==== RECORDED DATA

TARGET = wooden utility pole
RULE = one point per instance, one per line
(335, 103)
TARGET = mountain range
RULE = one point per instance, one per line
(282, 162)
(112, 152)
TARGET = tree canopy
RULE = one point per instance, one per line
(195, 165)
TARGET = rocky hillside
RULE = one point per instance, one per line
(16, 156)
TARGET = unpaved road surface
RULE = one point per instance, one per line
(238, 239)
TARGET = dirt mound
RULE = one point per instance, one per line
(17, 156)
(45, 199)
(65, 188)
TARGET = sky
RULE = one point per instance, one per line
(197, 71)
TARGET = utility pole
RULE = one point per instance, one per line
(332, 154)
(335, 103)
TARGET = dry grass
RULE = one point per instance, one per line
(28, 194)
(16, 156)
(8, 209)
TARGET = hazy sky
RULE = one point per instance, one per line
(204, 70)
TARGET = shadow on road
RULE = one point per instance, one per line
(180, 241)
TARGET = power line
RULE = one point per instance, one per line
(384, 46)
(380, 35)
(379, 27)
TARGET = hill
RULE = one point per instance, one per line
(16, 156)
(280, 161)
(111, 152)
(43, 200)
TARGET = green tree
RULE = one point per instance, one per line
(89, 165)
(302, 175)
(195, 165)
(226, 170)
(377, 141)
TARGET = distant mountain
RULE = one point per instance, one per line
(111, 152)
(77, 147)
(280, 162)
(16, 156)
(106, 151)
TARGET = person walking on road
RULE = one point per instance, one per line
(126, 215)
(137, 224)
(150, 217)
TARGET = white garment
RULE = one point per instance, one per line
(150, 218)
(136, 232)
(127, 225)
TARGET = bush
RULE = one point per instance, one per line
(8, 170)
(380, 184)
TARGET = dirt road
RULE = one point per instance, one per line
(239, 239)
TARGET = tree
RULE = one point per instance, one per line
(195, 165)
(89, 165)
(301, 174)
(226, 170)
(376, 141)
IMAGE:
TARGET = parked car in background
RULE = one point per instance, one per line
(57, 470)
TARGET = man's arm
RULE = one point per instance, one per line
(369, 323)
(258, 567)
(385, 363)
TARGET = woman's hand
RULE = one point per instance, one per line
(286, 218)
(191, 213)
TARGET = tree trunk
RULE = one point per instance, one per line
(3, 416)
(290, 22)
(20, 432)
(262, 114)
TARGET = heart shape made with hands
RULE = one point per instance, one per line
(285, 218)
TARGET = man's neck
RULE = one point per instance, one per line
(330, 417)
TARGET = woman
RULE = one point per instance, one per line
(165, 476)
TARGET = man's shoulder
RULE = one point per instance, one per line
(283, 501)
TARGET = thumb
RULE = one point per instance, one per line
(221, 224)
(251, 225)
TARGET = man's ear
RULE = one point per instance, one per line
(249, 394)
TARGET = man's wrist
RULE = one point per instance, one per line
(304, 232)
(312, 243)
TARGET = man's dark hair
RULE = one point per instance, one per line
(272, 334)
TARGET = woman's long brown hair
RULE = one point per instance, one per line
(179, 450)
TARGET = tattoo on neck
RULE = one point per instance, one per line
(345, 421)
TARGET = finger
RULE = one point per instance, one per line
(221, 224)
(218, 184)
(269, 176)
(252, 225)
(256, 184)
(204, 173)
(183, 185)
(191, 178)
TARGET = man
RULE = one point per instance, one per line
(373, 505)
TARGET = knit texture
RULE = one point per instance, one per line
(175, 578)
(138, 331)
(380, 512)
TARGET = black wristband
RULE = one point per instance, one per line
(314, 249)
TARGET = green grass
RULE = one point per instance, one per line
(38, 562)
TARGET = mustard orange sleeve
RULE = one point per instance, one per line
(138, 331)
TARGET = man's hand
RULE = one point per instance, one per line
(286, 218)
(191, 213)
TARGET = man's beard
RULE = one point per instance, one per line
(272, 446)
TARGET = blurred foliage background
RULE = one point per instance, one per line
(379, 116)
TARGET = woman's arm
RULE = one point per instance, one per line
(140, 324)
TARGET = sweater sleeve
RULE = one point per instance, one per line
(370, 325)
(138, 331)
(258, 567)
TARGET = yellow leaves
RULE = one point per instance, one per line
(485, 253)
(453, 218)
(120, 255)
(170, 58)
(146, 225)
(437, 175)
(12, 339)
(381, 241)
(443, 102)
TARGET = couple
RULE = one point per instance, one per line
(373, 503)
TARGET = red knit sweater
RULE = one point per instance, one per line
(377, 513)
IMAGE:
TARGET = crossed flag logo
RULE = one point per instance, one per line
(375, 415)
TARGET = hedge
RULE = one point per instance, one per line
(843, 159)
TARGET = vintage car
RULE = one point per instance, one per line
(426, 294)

========

» GOAL OF THE EXERCISE: Copy out all of the records above with nothing altered.

» SOLUTION FOR THIS EXERCISE:
TARGET = wooden utility pole
RULE = one point per instance, one per line
(335, 103)
TARGET = mountain range
RULE = one point per instance, one per line
(282, 162)
(112, 152)
TARGET = tree canopy
RULE = one point per instance, one per line
(195, 165)
TARGET = rocky hillside
RULE = one point per instance, one per line
(16, 156)
TARGET = unpaved road surface
RULE = one point per instance, one per line
(238, 239)
TARGET = dirt mound
RULE = one point per instance, one per line
(17, 156)
(45, 199)
(65, 188)
TARGET = sky
RULE = one point per instance, one per line
(197, 71)
TARGET = utility pole
RULE = one point per instance, one per line
(332, 154)
(335, 103)
TARGET = dry grass
RULE = one point per instance, one per line
(28, 194)
(16, 156)
(8, 209)
TARGET = hazy sky
RULE = one point per instance, one per line
(204, 70)
TARGET = shadow on road
RULE = one point per instance, one per line
(180, 241)
TARGET = power line
RULE = one point per instance, one per line
(384, 46)
(380, 35)
(379, 27)
TARGET = hill
RULE = one point per instance, one per line
(16, 156)
(280, 161)
(111, 152)
(43, 200)
TARGET = green tree
RULE = one point per instance, one per line
(89, 165)
(302, 175)
(195, 165)
(226, 170)
(377, 141)
TARGET = distant mountain
RULE = one point per instance, one per line
(111, 152)
(77, 147)
(280, 162)
(16, 156)
(106, 151)
TARGET = person walking on road
RULE = one point per instance, one per line
(126, 215)
(137, 224)
(150, 217)
TARGET = white garment
RULE = one point per instance, one per line
(150, 218)
(136, 232)
(127, 225)
TARGET = bush
RULE = one point per instance, one per line
(8, 170)
(380, 184)
TARGET = dirt road
RULE = one point per instance, one per line
(239, 239)
TARGET = tree
RULE = one point per instance, one per line
(195, 165)
(89, 165)
(301, 174)
(226, 170)
(376, 141)
IMAGE:
TARGET = parked car in background
RULE = one point per instance, one per line
(57, 470)
TARGET = man's arm
RULE = one point per instance, one per line
(369, 323)
(258, 567)
(385, 363)
TARGET = woman's hand
RULE = one point per instance, one per line
(286, 218)
(191, 213)
TARGET = tree trunk
RULE = one point per instance, one per line
(3, 416)
(290, 22)
(20, 432)
(262, 114)
TARGET = heart shape made with hands
RULE = one point per instance, one per line
(285, 218)
TARGET = man's neck
RULE = one point per instance, one per line
(330, 417)
TARGET = woman
RULE = one point per instance, one per line
(165, 476)
TARGET = man's shoulder
RULE = one point per instance, one per line
(283, 501)
TARGET = thumb
RULE = one point per instance, one per line
(221, 224)
(251, 225)
TARGET = man's ear
RULE = one point per instance, one per line
(249, 394)
TARGET = man's wrist
RULE = one point per instance, one per line
(304, 232)
(312, 243)
TARGET = man's dark hair
RULE = one point per instance, one per line
(272, 334)
TARGET = woman's long brown hair
RULE = one point per instance, one per line
(179, 450)
TARGET = tattoo on neck
RULE = one point per instance, one per line
(345, 421)
TARGET = finger
RULE = one point per instance, one per line
(221, 224)
(218, 184)
(269, 176)
(252, 225)
(256, 184)
(204, 173)
(183, 185)
(191, 178)
TARGET = man
RULE = one point per instance, one per line
(373, 505)
TARGET = knit texture
RULE = one point per instance, one per line
(175, 578)
(138, 331)
(380, 512)
TARGET = black wristband
RULE = one point per instance, one per line
(314, 249)
TARGET = green grass
RULE = one point per instance, one per line
(38, 562)
TARGET = mustard orange sleeve
RULE = one point per instance, one per line
(138, 331)
TARGET = man's hand
RULE = one point per instance, one per line
(286, 218)
(191, 213)
TARGET = man's beard
RULE = one point per instance, one per line
(272, 446)
TARGET = blurred foliage background
RULE = one point per instance, one per line
(379, 116)
TARGET = woman's arm
RULE = one point per instance, one per line
(140, 324)
TARGET = sweater sleeve
RULE = one point per instance, one per line
(370, 325)
(138, 331)
(258, 567)
TARGET = yellow leaves
RULE = one point per instance, one per line
(485, 253)
(453, 218)
(120, 255)
(170, 58)
(146, 225)
(437, 175)
(12, 339)
(381, 241)
(443, 102)
TARGET = couple
RULE = one point per instance, one per line
(373, 503)
TARGET = red knit sweater
RULE = one point per instance, one per line
(377, 513)
IMAGE:
TARGET = crossed flag logo
RULE = one point per instance, one per line
(375, 415)
TARGET = hedge
RULE = one point per instance, one per line
(843, 159)
TARGET = vintage car
RULE = one point per instance, one per line
(426, 294)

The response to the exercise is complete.